● OBJECTIVE
Please print exactly the lines running from the one that contains "Would you mind pinning the vertical" to the end of the data, with both lines included.

======== ENTRIES SHOWN

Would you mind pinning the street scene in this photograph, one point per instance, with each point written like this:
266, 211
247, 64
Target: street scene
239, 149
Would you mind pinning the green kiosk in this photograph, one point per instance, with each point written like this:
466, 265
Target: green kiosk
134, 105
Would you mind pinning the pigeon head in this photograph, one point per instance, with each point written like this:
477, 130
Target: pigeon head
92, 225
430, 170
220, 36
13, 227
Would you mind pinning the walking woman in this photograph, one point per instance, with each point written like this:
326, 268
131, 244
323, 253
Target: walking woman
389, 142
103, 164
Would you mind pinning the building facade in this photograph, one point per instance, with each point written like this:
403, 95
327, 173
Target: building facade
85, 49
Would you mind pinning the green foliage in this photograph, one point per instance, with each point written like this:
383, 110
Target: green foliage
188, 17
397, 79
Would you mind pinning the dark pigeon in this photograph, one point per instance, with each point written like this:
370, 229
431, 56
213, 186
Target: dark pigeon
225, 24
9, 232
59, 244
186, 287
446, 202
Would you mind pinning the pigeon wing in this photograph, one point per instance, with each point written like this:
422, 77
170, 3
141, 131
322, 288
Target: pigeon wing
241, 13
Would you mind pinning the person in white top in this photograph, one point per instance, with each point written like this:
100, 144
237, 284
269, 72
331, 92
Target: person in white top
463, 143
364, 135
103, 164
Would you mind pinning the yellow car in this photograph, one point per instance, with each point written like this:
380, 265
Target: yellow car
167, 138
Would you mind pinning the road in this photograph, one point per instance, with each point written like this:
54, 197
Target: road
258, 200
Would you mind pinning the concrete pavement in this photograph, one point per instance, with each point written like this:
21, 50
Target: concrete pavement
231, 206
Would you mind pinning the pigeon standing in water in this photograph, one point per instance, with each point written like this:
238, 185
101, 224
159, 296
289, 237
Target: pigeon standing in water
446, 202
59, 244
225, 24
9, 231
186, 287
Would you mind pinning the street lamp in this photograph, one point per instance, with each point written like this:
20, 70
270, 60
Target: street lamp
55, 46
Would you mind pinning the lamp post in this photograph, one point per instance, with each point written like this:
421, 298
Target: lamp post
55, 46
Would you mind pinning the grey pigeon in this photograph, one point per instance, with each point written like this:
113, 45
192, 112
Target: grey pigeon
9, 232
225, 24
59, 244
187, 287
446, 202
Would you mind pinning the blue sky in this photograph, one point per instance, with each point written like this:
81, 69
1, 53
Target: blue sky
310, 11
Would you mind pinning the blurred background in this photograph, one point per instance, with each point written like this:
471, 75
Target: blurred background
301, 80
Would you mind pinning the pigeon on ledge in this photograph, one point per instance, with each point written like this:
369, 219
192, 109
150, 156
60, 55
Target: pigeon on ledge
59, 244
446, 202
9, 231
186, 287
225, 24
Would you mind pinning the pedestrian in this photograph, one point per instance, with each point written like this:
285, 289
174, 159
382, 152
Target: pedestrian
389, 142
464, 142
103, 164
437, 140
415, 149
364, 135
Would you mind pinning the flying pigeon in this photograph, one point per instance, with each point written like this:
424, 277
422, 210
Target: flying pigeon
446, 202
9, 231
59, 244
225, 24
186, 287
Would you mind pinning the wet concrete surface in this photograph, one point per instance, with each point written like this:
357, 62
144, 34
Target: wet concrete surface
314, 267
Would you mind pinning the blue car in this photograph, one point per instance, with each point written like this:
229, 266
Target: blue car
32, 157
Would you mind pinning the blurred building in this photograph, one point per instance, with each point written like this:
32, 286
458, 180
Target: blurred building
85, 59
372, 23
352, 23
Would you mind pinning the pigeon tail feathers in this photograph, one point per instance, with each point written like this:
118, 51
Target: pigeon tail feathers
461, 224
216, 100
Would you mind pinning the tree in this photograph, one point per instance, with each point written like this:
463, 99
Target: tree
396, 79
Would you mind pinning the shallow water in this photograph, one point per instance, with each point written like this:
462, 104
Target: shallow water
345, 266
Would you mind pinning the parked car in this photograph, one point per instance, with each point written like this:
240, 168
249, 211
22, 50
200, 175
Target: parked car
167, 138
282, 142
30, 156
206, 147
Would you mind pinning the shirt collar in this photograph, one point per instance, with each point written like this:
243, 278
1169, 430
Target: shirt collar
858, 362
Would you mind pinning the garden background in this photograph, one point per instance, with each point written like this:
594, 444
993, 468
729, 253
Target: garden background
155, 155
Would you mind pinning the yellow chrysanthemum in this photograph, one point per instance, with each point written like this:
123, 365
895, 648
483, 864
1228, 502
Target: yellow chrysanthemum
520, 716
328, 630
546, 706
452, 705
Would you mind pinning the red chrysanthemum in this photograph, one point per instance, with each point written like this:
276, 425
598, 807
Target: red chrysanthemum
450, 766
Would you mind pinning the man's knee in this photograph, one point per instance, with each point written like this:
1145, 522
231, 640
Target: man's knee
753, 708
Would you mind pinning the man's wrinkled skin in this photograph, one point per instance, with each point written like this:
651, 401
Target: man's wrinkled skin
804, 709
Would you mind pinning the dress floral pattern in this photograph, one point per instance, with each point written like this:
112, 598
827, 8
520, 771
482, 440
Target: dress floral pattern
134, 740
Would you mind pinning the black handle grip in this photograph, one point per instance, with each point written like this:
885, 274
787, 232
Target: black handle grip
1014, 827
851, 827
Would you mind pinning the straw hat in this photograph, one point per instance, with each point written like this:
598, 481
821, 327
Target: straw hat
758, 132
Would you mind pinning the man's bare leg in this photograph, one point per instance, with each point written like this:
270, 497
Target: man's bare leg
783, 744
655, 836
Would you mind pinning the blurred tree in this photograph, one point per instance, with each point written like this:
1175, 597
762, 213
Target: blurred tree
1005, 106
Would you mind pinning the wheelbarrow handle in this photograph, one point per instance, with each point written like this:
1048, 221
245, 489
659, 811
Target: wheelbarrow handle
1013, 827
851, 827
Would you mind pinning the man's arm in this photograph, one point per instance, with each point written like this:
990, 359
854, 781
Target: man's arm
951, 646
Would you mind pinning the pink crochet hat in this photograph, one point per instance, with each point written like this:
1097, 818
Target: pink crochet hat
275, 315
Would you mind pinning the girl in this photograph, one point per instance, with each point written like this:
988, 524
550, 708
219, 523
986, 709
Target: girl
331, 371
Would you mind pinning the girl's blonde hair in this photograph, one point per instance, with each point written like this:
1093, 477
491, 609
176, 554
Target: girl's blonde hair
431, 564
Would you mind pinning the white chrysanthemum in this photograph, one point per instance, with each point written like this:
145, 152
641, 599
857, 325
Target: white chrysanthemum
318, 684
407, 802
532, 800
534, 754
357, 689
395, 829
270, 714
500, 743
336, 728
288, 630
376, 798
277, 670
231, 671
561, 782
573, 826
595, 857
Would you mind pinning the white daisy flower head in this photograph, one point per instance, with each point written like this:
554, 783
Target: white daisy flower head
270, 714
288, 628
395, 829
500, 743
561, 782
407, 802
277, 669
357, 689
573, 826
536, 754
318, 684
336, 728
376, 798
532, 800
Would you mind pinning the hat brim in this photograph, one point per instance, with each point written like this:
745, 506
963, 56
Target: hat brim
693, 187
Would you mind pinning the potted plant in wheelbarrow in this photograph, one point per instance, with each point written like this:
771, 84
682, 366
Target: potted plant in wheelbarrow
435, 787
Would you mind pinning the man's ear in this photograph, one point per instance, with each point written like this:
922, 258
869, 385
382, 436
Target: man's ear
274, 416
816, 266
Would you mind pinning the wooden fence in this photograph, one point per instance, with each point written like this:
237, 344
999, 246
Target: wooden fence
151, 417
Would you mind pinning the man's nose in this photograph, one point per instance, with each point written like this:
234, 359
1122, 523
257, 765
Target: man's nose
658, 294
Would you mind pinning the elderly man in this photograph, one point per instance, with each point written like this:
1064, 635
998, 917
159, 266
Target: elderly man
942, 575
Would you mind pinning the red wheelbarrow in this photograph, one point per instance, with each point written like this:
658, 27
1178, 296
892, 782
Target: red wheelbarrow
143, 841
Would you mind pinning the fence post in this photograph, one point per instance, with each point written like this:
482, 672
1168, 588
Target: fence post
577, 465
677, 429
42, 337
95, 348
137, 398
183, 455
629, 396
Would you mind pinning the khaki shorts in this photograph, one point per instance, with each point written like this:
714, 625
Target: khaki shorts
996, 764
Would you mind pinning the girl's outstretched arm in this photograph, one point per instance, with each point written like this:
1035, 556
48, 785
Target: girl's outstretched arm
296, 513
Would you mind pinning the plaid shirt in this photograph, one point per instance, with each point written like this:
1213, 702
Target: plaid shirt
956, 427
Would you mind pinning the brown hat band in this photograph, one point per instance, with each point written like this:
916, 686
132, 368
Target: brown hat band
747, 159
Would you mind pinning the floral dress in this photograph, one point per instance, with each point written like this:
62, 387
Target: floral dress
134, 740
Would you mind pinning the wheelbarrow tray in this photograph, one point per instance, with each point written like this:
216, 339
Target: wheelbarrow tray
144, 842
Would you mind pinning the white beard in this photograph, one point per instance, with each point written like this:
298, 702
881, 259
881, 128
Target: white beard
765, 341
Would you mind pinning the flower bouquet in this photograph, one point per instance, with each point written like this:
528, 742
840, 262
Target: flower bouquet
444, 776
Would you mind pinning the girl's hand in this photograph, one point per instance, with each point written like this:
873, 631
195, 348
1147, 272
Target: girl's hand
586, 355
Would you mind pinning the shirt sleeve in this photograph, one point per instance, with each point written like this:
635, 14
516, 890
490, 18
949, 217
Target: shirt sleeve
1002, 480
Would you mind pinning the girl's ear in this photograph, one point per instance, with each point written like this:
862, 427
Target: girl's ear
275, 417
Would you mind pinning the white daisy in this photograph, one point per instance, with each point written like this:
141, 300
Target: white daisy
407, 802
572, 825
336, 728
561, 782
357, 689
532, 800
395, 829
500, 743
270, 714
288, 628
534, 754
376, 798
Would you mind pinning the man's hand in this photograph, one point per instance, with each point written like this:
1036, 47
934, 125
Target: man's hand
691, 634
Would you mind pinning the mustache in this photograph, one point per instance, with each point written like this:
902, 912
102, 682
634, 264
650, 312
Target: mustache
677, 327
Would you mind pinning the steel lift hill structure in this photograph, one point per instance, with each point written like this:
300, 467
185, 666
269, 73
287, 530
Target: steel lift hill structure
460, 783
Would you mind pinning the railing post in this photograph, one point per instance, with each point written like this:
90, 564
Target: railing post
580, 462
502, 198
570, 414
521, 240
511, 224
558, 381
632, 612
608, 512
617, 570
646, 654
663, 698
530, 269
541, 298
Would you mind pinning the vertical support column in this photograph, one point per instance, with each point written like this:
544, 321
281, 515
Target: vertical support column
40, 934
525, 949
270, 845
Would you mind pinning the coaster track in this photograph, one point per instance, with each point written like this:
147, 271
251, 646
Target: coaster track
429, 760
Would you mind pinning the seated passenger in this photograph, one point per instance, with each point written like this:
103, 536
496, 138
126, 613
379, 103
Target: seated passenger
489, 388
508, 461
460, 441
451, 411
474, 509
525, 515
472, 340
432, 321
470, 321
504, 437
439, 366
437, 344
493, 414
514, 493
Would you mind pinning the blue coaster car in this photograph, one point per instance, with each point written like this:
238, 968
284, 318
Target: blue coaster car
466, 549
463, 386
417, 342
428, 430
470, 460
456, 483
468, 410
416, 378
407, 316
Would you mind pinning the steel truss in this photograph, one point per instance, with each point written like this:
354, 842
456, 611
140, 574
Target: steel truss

================

● OUTPUT FOR THIS TASK
Would you mind pinning the vertical support column in this photograph, one point per instance, with each point written like this:
544, 321
281, 515
Target: vertical support column
40, 934
525, 949
270, 845
Would you mind pinning the coaster track in this photograph, one point per instance, with each point written like this:
147, 271
251, 646
Target: coaster track
429, 760
Would you mind pinning the seated passenger in this photograph, one point per instance, with each point written like this:
103, 536
496, 138
126, 613
379, 103
Target: seated passenger
489, 388
508, 461
460, 441
451, 411
474, 509
525, 515
472, 340
432, 321
470, 321
504, 437
439, 366
437, 344
493, 414
514, 493
Would you mind pinning the blue coaster car in this photograph, one point per instance, with each point written like this:
238, 968
284, 318
Target: blue coaster car
466, 549
463, 386
417, 342
428, 430
470, 460
456, 483
468, 410
416, 378
407, 316
Would you mind pinning the steel truss in this photograph, one point per instance, with each point written like this:
354, 842
456, 611
140, 574
Target: steel truss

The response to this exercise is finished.